Report each line in the records below that contains the string "blue", copying every such line in full.
————————
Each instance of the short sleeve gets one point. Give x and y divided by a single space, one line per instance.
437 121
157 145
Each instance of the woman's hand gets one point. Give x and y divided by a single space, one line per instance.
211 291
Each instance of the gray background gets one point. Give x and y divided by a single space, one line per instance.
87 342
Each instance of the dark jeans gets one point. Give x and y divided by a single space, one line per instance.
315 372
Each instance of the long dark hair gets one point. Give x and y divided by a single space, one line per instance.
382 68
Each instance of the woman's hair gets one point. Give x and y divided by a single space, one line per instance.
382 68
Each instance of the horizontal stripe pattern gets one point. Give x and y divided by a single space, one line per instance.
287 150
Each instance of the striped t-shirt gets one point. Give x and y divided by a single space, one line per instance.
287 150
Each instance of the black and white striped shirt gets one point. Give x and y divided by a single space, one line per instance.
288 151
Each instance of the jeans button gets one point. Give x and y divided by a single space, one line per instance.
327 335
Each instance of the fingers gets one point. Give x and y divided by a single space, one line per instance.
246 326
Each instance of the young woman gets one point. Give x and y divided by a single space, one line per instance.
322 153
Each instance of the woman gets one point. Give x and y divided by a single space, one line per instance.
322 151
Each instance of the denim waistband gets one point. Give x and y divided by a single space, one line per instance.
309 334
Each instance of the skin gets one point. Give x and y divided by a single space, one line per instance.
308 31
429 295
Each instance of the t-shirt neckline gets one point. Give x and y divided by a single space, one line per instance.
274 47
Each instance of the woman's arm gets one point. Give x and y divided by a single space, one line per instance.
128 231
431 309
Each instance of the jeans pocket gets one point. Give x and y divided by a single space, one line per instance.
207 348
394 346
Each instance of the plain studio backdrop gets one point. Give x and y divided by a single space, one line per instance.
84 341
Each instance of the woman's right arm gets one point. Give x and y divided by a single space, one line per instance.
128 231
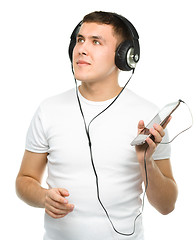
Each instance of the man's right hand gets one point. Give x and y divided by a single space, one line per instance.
56 205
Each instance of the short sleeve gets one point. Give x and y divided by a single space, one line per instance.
163 150
36 140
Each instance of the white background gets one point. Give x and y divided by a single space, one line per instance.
34 65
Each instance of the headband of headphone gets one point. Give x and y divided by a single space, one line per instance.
127 53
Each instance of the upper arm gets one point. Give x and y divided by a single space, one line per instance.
33 165
165 167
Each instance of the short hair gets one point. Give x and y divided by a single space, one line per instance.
119 27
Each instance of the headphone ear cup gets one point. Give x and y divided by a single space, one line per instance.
124 54
71 47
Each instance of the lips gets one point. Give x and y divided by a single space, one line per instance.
82 62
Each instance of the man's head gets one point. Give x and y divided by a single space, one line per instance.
120 30
110 54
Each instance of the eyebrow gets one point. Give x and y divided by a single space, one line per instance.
92 37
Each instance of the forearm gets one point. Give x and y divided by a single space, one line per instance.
161 191
30 191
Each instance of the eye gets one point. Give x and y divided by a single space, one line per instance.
80 40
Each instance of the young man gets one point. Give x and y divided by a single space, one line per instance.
57 138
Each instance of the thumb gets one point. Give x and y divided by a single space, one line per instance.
63 192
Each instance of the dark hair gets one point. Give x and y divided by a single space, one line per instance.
119 27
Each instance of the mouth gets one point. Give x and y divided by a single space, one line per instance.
82 63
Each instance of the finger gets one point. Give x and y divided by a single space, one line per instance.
159 129
168 120
53 215
57 205
55 195
156 134
59 211
151 144
63 192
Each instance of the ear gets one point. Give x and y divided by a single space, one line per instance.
121 55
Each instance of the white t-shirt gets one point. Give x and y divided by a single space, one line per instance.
58 128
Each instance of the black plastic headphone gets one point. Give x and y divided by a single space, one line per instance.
127 53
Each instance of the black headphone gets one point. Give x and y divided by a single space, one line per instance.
127 53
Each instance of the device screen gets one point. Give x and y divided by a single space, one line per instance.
160 118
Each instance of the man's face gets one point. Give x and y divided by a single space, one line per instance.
94 53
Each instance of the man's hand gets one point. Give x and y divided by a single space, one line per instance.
56 205
150 146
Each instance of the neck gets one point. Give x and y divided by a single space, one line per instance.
98 91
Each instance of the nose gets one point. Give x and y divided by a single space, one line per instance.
83 48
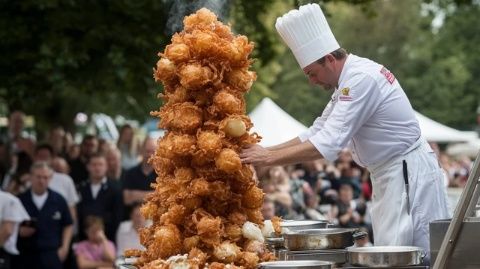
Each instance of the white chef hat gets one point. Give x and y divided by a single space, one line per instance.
307 34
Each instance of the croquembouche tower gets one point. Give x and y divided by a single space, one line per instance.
203 197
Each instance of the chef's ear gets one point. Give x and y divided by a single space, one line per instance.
329 58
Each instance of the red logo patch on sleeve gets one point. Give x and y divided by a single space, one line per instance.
388 75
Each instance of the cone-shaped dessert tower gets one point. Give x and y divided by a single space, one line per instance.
204 196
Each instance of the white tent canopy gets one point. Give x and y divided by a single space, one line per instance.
273 124
437 132
276 126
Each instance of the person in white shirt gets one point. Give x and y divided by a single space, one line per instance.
370 114
12 213
127 234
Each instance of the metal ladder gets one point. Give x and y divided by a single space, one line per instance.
467 207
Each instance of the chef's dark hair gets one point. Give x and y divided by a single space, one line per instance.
337 54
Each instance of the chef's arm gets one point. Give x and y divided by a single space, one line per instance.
299 153
293 142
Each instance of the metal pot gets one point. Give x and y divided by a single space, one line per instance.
329 238
295 225
385 256
296 265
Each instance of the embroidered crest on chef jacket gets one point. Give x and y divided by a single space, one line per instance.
345 96
57 215
388 75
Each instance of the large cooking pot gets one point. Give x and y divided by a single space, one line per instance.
295 225
328 238
296 265
385 256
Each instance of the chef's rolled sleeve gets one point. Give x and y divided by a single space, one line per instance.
357 101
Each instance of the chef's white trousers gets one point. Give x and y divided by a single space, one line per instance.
392 224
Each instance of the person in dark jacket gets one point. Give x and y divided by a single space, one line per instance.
100 197
44 241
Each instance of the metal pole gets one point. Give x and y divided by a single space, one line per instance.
449 241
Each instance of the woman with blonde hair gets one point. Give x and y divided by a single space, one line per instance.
97 251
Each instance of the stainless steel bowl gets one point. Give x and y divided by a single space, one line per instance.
296 265
385 256
328 238
295 225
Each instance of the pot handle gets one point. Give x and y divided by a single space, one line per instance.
359 235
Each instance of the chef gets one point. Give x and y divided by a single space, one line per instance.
370 114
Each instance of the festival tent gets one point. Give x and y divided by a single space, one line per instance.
437 132
274 125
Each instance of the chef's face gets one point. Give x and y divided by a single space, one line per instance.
322 74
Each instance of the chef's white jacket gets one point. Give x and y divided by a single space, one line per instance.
368 113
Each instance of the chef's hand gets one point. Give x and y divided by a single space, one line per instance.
255 155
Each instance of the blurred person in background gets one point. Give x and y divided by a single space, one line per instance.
16 181
96 251
16 139
104 146
61 183
138 178
100 196
73 152
78 166
127 234
56 139
60 165
44 242
128 146
115 170
12 213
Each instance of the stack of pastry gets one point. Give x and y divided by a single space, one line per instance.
205 207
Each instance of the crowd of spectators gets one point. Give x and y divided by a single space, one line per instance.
68 205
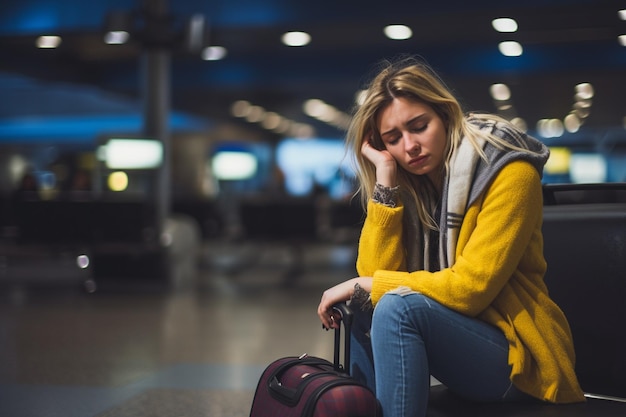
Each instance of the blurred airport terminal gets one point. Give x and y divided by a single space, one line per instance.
174 190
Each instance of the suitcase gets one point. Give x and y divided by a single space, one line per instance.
314 387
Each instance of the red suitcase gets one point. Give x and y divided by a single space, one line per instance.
314 387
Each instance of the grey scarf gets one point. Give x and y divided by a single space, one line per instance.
468 177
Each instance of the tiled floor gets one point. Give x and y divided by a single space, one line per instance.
197 352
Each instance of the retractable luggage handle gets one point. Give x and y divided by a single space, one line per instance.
551 190
346 318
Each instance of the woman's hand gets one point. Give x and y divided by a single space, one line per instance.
386 166
338 293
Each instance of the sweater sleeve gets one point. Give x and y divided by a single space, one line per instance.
380 244
494 235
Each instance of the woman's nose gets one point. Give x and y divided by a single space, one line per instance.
410 145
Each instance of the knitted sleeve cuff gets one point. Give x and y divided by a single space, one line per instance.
387 196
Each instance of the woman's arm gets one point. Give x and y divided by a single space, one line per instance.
488 251
380 244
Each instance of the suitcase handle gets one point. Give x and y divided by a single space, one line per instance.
346 317
550 191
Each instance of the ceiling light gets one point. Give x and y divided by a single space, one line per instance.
296 38
504 24
572 123
240 108
500 92
398 32
116 37
584 91
48 41
255 114
214 53
510 48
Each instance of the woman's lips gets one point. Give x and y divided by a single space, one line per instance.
417 161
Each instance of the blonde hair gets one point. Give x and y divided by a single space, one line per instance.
412 79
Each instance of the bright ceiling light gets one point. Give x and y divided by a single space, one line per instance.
296 38
504 25
510 48
398 32
214 53
116 37
500 92
48 41
584 91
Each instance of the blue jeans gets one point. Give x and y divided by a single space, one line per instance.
413 337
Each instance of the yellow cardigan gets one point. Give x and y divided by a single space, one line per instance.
497 277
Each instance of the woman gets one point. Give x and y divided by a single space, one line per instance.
450 253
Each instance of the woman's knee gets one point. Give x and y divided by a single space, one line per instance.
400 307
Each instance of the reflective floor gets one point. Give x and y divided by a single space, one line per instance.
198 351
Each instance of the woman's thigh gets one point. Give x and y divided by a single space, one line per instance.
466 354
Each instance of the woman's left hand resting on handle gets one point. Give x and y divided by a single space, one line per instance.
339 293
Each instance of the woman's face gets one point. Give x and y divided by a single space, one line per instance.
415 136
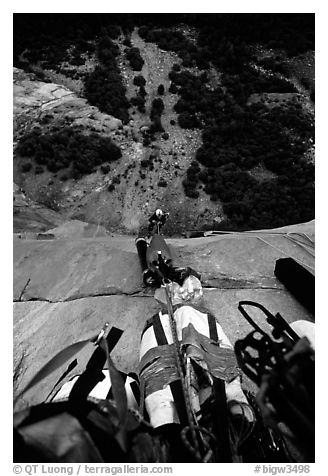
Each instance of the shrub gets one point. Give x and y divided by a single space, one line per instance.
162 183
134 58
57 150
105 168
139 80
160 90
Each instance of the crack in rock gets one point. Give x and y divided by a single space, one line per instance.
112 292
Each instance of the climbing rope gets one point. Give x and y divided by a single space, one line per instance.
195 430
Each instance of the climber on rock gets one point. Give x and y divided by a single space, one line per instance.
157 218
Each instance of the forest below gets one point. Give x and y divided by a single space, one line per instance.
237 134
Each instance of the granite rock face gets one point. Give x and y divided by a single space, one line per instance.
67 287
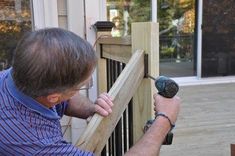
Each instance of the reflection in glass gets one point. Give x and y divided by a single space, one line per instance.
177 24
15 20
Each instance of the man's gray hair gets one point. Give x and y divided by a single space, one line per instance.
51 60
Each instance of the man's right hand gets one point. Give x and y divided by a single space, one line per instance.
168 106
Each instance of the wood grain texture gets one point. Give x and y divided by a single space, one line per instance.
99 129
145 35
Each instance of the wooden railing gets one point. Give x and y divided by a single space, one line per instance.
138 57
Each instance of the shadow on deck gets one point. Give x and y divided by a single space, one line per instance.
206 124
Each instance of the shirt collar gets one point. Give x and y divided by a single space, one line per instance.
28 101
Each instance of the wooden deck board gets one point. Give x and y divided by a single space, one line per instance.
206 124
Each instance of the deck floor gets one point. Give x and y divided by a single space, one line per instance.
206 123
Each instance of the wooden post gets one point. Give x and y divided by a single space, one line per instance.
145 35
101 66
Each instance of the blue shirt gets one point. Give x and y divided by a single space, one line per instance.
29 128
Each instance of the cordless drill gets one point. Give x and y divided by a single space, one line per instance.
167 88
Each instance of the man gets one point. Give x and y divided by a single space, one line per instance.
49 67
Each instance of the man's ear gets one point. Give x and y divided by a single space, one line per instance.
54 98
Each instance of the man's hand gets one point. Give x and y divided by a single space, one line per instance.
103 104
168 106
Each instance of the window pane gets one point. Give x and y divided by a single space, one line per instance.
177 37
15 20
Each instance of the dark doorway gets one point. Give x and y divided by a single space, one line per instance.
218 38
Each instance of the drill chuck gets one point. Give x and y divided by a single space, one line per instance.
166 86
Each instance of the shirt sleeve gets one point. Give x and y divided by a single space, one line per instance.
62 149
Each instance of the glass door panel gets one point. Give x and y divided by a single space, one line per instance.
177 37
15 20
218 41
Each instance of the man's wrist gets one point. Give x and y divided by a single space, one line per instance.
160 114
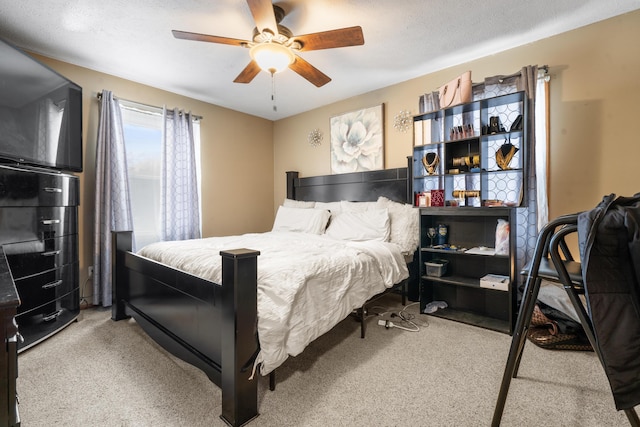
————————
- WRITTEN REPLY -
Each instance of the blue jeans gets one point. Give x and y divided by a single space, one line per instance.
Each instance of the blue shirt gets one point. Give x and y divided by a single space, one line per instance.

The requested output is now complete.